What you have to do
Beginning at the line that contains "In the photograph above, where can the gold head", transcribe the remaining lines of the listing exactly; include the final line and omit everything before.

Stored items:
++++++++++
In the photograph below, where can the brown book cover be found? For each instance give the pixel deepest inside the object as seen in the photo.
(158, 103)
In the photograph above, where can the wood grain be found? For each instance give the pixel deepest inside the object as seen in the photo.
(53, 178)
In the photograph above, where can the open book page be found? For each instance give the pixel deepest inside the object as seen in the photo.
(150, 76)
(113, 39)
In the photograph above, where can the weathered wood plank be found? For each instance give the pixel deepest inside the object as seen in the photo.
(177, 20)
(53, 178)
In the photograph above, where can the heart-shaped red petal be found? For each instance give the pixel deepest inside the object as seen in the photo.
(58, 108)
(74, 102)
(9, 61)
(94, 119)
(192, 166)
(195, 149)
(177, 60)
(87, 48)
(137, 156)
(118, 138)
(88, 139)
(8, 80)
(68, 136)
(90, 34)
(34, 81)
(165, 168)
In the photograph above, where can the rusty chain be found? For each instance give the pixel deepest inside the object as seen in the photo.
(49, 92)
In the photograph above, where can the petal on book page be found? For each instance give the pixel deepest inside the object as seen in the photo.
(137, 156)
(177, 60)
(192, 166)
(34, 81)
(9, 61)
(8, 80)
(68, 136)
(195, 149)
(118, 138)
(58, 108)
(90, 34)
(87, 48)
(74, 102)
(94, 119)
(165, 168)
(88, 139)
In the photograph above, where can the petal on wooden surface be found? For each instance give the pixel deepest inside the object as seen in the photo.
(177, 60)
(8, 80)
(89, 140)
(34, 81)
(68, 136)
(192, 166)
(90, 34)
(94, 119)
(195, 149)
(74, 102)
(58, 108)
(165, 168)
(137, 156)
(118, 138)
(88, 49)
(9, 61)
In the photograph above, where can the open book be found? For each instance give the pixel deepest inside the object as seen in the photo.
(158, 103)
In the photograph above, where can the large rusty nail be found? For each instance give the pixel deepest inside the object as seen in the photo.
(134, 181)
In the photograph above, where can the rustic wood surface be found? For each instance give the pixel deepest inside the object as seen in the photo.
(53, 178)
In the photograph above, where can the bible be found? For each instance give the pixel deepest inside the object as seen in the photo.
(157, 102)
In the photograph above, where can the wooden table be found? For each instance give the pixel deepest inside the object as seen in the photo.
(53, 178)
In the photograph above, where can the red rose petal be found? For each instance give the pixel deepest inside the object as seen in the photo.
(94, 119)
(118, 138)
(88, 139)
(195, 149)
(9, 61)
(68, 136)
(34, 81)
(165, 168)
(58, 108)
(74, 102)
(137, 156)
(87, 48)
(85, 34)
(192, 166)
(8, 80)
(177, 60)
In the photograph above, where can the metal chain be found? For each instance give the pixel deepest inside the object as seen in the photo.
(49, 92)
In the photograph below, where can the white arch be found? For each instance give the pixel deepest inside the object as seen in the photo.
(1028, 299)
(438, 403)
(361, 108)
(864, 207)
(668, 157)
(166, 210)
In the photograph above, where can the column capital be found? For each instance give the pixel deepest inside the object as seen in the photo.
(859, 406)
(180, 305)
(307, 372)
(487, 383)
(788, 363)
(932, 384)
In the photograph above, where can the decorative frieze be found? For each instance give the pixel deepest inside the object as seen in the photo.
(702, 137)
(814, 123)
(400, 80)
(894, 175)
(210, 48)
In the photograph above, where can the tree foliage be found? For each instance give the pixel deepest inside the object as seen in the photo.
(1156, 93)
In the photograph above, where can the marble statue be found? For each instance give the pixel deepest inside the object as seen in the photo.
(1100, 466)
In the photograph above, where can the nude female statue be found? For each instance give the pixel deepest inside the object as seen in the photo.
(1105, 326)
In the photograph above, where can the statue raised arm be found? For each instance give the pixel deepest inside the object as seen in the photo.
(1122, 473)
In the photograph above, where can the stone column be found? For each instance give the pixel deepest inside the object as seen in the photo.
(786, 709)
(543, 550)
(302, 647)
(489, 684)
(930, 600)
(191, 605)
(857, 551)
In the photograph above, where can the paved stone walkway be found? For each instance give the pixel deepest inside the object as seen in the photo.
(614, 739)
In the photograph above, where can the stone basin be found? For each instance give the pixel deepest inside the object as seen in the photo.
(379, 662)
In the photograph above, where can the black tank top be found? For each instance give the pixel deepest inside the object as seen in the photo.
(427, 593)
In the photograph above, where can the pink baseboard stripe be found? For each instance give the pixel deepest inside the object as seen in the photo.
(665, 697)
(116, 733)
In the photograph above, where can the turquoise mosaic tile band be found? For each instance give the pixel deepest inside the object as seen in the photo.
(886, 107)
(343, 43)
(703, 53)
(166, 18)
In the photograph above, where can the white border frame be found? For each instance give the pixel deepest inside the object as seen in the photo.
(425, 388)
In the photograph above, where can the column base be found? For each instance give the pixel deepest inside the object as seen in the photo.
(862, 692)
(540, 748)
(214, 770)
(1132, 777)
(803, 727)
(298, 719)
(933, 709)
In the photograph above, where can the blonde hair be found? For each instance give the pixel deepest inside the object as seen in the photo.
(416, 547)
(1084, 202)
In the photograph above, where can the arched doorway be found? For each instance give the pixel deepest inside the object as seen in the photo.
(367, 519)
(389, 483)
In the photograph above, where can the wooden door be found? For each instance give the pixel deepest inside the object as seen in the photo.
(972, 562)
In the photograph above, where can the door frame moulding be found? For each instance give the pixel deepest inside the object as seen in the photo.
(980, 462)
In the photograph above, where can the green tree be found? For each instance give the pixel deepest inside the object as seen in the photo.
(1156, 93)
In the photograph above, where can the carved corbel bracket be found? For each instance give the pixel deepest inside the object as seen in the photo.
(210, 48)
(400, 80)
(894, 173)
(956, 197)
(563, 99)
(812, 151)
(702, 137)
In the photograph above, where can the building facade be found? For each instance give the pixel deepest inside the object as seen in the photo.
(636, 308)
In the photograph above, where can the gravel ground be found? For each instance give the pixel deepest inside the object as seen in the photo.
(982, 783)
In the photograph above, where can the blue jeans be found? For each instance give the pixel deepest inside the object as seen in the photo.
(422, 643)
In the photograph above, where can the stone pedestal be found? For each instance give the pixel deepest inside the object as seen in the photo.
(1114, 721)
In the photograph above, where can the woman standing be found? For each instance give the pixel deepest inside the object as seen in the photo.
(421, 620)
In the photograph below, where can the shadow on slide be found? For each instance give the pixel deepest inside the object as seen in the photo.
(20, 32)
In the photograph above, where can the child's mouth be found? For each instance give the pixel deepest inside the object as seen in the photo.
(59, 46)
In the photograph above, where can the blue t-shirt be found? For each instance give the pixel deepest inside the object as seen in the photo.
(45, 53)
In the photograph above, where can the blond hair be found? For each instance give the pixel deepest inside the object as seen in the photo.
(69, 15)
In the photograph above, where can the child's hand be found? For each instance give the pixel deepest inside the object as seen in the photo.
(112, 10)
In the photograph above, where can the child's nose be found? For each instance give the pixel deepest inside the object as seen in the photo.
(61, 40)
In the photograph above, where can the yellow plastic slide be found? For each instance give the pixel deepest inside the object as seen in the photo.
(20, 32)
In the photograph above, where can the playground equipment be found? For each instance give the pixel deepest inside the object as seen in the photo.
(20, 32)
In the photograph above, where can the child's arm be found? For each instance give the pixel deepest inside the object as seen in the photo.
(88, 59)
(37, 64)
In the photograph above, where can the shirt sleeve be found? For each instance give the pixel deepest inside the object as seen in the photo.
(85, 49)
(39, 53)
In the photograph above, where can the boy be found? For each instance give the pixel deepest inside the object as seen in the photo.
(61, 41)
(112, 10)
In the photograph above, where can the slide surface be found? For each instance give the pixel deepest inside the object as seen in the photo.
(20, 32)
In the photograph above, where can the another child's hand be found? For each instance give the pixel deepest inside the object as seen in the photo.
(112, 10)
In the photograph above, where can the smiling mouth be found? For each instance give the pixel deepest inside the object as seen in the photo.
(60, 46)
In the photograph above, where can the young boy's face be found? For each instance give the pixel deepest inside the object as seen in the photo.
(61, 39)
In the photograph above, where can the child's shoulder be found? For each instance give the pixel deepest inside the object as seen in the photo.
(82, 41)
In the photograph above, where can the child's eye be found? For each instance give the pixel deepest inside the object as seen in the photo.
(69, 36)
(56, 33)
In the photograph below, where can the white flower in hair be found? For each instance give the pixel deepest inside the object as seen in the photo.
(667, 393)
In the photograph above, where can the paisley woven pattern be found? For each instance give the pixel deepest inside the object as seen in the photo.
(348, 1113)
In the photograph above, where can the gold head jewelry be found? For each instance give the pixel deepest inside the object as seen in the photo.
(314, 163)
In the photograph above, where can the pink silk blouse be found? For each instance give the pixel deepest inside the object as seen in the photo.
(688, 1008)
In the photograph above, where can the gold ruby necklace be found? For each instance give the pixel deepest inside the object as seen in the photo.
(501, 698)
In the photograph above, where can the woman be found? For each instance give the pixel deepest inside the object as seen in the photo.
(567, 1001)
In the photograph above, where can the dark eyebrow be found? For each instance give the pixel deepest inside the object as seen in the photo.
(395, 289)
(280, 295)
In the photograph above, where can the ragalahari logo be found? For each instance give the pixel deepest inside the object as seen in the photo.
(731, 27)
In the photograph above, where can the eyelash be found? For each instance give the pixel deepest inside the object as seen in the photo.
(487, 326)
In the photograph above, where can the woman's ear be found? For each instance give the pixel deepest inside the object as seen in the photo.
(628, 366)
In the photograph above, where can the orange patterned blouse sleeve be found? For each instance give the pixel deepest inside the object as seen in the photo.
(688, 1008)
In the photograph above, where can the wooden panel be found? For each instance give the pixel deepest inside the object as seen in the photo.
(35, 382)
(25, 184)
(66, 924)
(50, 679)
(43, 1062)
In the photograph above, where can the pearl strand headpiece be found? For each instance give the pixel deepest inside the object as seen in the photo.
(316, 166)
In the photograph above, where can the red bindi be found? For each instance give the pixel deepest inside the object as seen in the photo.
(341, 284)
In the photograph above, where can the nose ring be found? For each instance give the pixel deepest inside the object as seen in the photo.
++++++++++
Exercise response
In the photograph above, where can the gold head jewelry be found? For each instance give the pixel deepest inside the object as seen in the photo.
(314, 163)
In the photograph above, where can the pink silk blouse be found? For each instance give the pixel deepest inside the object as seen in the photo.
(688, 1008)
In the photograph above, where can the gold ruby necklace be found? For each instance give the pixel deepest inside the object as seen in the photo.
(501, 698)
In the photograph above, where can the woman be found? For each instance give the pixel deepest inside the object as seen in the photo.
(567, 1001)
In the photograph above, where can the dark eyebrow be found? For each instance give the pixel deepest inside the object as seen in the photo.
(395, 289)
(280, 295)
In the photograph above, where can the ragalahari logo be found? For each instance give the pixel deepest inside the object as seen in the photo.
(731, 27)
In the photograph above, where can the eyelash be found? For each instance give the pixel deepest inside the object as seen in the photo.
(487, 326)
In the photograph above, where can the woman's ear be found? For each instance give the pixel deepest inside the object as seen in the photo.
(628, 366)
In the photograph above, where can the orange patterned blouse sleeve be found? For each instance give the pixel deepest inside the object as seen in the photo.
(688, 1008)
In the photograph above, where can the wooden panel be found? For each instance give the pixel deepest inside the object as seen in the photo.
(35, 382)
(25, 184)
(66, 924)
(50, 679)
(43, 1062)
In the photograph above, where can the pearl strand headpiece be found? For each instance give the pixel deepest inside the object as seen in the photo.
(316, 166)
In the photograph above, where can the red bindi be found? For each instance give the pixel deepest inside the object as seen in the photo.
(341, 284)
In the photograph above, where can the nose ring be found? For each instance give the pixel deepest inside the object as seen in the photo.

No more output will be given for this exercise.